Task requirements: From the text on the council motion about travel passes, write out the part between "i)   recommending that those" and "due to disability.", inclusive, substituting "cardholders" for "pass holders".

I proposed a motion as opposition Transport spokesman at yesterday’s full council meeting. It was very simple. It asked the Council to revisit  their decision to provide little more than the bare statutory minimum for travel passes. This is because the current situation – so much less generous than the situation when  the money was channelled through District councils – is causing genuine hardship to many people, who often have few if any alternatives,

i)   recommending that those pass holders eligible due to age, shall be able to travel using their passes from 9 o’clock throughout the week,
ii)   and removing all time limitations on buses for those pass holders eligible due to disability.

This was passed, hoorah! My speech (below) proposing the motion was supported by  members of all the other parties, with very little demurring, (although Cllr Noble had considerable difficulty recognising his own Cabinet’s proposed figures on the subject),

An extraordinarily funny moment came when Cllr Newman, portfolio-holder  for Children, Schools and Young People’s Services put forward the  argument that poor college-going teenagers (here he instanced a young relative of his own) might have problems getting on a bus to college  if  OAPs crowded it at 9am. This was terrible, said Cllr Newman,  considering how much the young person in question was having to pay to get to college by bus . And he seemed genuinely surprised by the response – loud cries of “You should bring back the Explore card!” which immediately came from the opposition benches.

Recorded data:
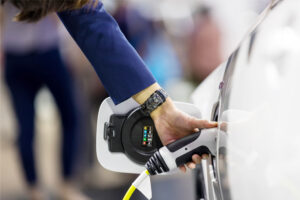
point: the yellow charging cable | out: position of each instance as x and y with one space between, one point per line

Response to the exercise:
i)   recommending that those cardholders eligible due to age, shall be able to travel using their passes from 9 o’clock throughout the week,
ii)   and removing all time limitations on buses for those cardholders eligible due to disability.